И вот тут-то происходит нечто важнейшее и очень «вампиловское». Зилов все

приладил для самоубийства и

 

… большим пальцем ноги нащупал курок. Раздается телефонный звонок.

 

Он сидит неподвижно. Телефон звонит настойчиво и долго.

 

Он поднимается и быстро подходит к телефону, снимает трубку. Трубка у него в

одной руке, в другой — ружье.

 

Зилов. Да… Говорите, я вас слушаю… Говорите!.. (Чрезвычайно взволнованно.) Кто

это?.. Послушайте, мне не до шуток… Кто это?.. Кто звонит? Отвечайте! (Мгновение

держит трубку перед глазами. Снова подносит ее к уху, затем руку с трубкой

медленно опускает вниз.)

 

Так с ружьем и трубкой в руках некоторое время он стоит у телефона.

 

После этого Зилов снова все прилаживает, чтобы застрелиться.

 

Мы помним, что в течение всего этого утра звонит телефон. И каждый раз никто не

откликается. Кто звонит? Можно искать бытовые объяснения. Может быть — Ирина.

Может быть — друзья проверяют, как-то он реагирует на их шутку. Может быть и так.

Ответа мы не получаем до этой последней ремарки, которая точно переводит эти

звонки из плана бытового в символический ключ. Ведь отзовись кто-то там, на

другом конце провода — и уже облегчение, уже возможность что-то объяснить, в чем-то

оправдаться. Молчание же — словно укор совести, которая не находит ни оправданий,

ни прощения. И если бы сейчас, в эту минуту телефон откликнулся бы —

самоубийства, вероятно, не было бы. И Зилов стоит — «трубка у него в одной руке,

в другой — ружье», как символы молчащего оправдания и неумолимого наказания. И



Зилов «чрезвычайно взволнованно» апеллирует к молчащей трубке — это последний

шанс спастись. Молчание. Приговор вступает в силу.

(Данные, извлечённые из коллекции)
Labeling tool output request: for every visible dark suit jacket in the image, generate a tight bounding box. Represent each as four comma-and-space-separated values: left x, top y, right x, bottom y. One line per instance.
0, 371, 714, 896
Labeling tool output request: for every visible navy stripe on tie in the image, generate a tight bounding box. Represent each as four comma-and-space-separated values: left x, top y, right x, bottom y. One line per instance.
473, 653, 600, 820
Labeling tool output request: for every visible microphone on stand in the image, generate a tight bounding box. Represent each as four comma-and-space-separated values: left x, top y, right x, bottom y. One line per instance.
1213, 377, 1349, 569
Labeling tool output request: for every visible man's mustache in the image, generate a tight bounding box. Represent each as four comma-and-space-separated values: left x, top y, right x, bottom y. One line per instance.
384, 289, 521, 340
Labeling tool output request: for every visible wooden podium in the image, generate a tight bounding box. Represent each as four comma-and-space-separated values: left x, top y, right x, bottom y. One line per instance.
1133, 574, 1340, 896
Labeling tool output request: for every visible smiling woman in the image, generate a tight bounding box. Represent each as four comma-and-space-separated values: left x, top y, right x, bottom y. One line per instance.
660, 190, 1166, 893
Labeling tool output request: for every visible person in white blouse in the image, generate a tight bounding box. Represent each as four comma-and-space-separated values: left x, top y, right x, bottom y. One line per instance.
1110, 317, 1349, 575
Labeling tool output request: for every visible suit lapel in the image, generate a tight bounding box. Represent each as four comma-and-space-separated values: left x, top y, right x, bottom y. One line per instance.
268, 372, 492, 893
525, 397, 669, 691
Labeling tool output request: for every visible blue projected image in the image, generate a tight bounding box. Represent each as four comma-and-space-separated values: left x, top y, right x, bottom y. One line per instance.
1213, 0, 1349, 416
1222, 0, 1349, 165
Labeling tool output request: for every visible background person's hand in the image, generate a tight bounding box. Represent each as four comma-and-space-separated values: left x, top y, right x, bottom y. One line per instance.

Что сделать |
A: Переведите на английский язык предложение из отрывка о Зилове: «Молчание же — словно укор совести, которая не находит ни оправданий, ни прощения».
B: Допишите к отрывку о Зилове несколько предложений, которые продолжат его после последней фразы.
Строки здесь не понадобятся.

Ответы к заданиям |
A: The silence, though, is like a reproach of conscience that finds neither justification nor forgiveness.

B:
Это был бы момент поистине высокого трагического накала, и успей Зилов нажать на

курок, смерть во многом его амнистировала бы. Но Вампилов беспощаден. Именно в

этот момент кажущегося высокого трагического напряжения в дверях появляются

прибывшие 139 раньше, чем рассчитывал Зилов, Саяпин и Кузаков — такси

подвернулось! И трагедия оборачивается фарсом. Ружье отнимают. Самоубиваться не

дают. Мелко и нудно пререкаются. И снова все неумолимо движется на круги своя.

Зилов промазал! Снова! Ничего, ничего не выходит из попыток хоть чем-нибудь —

даже смертью! — реабилитировать себя!

 

А появится Дима и скажет ясно и просто: «Дурак, больше ничего не скажешь». И в

этом самый оскорбительный и жестокий приговор ему, мазиле, который не способен

ни в чем действовать «спокойно, ровненько, аккуратненько, не спеша».

 

И тогда в Зилове вспыхивает ярость и азарт той самой постоянной соревновательной

борьбы с Димой, в которой он всегда проигрывал. И на этот раз Зилов выигрывает —

напуганный Дима отступает под дулом направленного на него ружья.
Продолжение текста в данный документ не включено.